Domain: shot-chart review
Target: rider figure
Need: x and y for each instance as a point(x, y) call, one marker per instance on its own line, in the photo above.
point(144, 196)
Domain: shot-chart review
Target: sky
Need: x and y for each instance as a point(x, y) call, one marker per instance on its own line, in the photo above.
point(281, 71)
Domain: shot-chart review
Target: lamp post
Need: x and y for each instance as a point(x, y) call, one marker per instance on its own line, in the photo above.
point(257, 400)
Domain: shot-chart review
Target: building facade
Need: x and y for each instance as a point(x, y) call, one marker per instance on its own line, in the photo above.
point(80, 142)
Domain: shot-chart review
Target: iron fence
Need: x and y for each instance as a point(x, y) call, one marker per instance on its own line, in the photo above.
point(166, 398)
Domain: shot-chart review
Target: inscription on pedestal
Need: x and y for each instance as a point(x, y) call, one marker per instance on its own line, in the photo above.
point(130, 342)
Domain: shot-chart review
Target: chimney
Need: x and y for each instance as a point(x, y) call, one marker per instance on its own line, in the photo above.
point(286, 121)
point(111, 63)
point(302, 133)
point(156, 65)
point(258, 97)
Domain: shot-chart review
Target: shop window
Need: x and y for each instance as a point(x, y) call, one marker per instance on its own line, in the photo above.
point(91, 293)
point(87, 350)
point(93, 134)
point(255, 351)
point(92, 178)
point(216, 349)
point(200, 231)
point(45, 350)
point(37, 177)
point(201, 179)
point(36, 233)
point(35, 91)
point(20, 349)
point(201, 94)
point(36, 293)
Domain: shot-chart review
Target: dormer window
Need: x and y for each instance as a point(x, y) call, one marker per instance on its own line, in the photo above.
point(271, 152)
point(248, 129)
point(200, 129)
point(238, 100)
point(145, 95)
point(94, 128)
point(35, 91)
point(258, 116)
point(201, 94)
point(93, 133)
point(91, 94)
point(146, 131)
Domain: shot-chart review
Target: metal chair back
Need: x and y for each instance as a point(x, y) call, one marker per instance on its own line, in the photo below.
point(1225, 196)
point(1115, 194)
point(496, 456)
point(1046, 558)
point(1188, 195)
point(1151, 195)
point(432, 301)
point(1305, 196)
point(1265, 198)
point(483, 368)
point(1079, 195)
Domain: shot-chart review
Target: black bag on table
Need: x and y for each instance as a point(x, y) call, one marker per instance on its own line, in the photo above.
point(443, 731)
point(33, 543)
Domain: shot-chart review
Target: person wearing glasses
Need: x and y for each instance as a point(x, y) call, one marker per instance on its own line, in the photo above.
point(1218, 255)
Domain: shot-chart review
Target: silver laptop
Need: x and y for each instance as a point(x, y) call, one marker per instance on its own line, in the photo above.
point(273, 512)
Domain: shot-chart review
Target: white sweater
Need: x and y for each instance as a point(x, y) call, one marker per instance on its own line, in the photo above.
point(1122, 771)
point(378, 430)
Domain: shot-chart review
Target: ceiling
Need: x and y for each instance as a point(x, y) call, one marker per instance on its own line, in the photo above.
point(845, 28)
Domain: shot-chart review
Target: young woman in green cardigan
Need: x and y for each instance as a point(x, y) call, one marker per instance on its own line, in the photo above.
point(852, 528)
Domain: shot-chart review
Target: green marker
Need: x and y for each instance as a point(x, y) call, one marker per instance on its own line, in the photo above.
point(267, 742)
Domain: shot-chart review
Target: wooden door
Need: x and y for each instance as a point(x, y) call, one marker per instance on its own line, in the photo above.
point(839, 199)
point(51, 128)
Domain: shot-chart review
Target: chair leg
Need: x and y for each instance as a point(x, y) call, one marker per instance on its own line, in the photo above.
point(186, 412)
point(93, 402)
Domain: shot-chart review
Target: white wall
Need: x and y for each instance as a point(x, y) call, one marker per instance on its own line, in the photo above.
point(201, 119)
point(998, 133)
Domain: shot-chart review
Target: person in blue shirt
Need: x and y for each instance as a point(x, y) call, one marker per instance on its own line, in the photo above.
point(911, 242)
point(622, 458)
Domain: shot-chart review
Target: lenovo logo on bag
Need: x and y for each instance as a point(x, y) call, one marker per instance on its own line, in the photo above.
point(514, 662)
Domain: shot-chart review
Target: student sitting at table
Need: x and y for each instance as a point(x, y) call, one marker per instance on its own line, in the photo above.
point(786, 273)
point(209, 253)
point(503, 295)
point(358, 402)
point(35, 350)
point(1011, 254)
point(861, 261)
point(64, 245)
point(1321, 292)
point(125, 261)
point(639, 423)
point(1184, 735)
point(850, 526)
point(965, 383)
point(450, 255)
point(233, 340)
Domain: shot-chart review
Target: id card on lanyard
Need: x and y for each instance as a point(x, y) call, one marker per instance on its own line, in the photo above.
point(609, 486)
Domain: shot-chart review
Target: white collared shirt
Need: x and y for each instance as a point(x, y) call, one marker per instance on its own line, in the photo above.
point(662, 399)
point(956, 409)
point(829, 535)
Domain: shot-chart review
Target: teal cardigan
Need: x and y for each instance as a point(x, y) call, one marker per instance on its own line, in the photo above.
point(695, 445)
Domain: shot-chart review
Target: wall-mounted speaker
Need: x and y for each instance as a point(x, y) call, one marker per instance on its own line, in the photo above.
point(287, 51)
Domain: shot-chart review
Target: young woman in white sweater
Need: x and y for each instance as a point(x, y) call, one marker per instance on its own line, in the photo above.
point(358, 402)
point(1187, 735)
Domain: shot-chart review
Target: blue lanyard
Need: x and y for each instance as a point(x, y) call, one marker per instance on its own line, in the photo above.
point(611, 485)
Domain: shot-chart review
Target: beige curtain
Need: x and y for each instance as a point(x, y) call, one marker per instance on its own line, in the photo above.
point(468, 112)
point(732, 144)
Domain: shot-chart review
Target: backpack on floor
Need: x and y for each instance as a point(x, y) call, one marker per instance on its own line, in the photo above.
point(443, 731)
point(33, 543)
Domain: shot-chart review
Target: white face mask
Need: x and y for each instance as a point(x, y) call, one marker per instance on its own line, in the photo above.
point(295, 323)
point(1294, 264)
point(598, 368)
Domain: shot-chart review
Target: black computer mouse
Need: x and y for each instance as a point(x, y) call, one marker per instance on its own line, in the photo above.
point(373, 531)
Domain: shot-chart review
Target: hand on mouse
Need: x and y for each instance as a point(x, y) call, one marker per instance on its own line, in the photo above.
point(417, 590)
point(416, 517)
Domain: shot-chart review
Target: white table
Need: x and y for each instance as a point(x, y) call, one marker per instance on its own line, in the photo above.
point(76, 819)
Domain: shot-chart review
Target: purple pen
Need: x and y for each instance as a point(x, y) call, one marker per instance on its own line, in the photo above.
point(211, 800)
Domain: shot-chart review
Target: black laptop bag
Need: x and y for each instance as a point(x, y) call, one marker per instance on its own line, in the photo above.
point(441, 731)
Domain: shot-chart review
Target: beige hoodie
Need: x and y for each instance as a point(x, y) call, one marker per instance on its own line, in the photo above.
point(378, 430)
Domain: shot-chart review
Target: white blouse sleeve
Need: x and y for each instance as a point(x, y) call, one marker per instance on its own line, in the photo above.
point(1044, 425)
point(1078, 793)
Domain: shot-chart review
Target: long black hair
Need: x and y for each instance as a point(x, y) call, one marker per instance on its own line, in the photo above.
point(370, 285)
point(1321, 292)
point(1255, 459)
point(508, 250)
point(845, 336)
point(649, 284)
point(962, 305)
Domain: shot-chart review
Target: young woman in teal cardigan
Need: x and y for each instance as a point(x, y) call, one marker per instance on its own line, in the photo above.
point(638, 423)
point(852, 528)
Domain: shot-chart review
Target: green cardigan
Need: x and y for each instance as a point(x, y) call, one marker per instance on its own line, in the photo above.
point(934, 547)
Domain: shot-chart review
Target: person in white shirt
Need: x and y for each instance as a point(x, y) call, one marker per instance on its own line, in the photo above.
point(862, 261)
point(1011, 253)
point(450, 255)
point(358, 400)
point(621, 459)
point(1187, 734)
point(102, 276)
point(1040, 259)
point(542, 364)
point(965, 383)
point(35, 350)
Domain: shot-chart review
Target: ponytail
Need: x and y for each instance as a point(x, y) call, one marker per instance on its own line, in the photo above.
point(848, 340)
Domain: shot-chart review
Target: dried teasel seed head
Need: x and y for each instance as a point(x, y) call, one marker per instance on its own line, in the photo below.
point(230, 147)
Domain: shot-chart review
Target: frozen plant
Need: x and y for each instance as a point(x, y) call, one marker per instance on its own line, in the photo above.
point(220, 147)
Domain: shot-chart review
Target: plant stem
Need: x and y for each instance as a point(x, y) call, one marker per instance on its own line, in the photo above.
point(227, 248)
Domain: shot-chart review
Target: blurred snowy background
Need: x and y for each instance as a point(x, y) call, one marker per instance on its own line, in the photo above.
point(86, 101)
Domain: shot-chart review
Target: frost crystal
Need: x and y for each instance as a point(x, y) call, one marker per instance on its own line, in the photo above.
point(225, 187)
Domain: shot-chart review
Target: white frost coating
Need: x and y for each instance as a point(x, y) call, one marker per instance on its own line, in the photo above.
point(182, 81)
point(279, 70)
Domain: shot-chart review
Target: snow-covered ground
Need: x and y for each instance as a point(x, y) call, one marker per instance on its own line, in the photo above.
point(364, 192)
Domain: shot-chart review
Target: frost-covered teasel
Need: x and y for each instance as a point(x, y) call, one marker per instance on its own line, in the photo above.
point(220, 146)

-*-*-

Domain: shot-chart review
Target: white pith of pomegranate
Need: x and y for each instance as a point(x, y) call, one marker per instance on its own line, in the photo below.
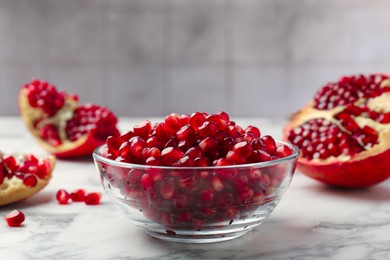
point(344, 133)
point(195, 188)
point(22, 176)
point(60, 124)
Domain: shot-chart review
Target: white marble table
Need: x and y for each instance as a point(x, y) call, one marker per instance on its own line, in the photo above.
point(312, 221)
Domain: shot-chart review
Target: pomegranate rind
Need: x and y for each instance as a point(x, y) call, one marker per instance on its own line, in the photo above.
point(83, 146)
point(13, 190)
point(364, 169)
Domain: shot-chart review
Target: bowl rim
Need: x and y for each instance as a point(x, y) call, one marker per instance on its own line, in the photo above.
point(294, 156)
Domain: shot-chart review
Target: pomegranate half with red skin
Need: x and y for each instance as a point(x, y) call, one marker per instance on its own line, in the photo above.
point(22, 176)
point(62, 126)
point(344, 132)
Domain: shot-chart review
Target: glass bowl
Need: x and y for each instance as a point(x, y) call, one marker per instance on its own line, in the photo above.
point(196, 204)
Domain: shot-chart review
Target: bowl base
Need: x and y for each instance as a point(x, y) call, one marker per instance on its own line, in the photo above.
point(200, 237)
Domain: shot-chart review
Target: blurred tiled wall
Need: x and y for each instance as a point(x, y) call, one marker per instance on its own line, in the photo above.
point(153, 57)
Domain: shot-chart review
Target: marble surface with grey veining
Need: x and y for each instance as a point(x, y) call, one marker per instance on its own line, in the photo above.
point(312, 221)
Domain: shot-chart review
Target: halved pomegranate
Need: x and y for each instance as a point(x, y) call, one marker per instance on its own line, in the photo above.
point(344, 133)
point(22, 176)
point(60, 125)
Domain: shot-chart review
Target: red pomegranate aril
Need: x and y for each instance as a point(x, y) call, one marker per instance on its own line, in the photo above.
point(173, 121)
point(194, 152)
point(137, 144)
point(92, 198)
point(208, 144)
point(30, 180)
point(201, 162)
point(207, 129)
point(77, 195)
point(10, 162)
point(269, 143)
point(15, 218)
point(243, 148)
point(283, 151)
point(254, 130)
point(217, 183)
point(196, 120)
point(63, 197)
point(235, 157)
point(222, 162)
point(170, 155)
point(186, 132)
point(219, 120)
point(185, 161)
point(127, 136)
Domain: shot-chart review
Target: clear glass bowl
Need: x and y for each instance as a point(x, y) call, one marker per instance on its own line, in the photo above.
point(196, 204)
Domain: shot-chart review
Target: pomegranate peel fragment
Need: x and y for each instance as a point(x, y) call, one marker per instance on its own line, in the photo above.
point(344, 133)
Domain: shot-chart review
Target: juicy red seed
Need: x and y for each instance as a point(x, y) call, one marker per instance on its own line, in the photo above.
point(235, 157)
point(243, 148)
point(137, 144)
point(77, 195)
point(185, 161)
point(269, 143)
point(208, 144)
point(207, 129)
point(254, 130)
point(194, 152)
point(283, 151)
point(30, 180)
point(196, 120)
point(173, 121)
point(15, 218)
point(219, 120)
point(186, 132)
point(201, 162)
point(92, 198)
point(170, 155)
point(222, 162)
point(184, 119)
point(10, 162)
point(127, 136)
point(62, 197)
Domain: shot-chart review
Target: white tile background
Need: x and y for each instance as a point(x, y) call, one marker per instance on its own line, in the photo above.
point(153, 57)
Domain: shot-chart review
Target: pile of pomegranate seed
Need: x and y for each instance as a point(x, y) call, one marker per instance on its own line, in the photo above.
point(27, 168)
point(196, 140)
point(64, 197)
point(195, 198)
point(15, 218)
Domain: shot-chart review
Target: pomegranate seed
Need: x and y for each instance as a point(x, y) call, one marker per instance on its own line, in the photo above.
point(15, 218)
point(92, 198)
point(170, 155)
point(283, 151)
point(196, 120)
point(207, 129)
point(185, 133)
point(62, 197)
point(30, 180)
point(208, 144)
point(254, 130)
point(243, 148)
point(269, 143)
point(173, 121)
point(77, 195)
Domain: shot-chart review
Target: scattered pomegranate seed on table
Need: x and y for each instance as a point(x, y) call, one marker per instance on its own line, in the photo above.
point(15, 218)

-*-*-

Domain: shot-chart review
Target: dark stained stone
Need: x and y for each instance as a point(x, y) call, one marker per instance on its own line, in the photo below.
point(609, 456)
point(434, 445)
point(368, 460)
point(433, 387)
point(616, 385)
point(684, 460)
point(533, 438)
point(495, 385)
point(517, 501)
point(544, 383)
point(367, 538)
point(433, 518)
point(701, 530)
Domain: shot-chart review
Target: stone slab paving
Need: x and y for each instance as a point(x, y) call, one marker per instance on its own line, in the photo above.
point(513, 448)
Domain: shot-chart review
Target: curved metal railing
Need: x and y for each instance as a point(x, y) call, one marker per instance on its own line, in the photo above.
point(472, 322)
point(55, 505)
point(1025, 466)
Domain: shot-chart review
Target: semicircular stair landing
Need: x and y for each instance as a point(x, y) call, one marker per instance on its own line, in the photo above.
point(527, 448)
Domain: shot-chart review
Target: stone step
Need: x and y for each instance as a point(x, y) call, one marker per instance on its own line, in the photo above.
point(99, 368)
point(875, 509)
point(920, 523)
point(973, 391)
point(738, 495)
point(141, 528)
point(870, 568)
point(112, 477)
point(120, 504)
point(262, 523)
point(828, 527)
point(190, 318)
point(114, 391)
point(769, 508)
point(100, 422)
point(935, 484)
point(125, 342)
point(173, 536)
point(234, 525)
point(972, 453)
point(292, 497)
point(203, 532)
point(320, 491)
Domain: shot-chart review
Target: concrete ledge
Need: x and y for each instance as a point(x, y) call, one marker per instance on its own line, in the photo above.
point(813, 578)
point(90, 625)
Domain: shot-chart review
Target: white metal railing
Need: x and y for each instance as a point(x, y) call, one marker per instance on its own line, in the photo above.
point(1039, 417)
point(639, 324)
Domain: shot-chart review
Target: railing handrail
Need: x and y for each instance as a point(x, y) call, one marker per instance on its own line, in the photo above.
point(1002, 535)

-*-*-

The answer should consist of every line from the listing above that includes the word "stone".

Target: dark stained stone
Target: stone slab paving
Target: stone step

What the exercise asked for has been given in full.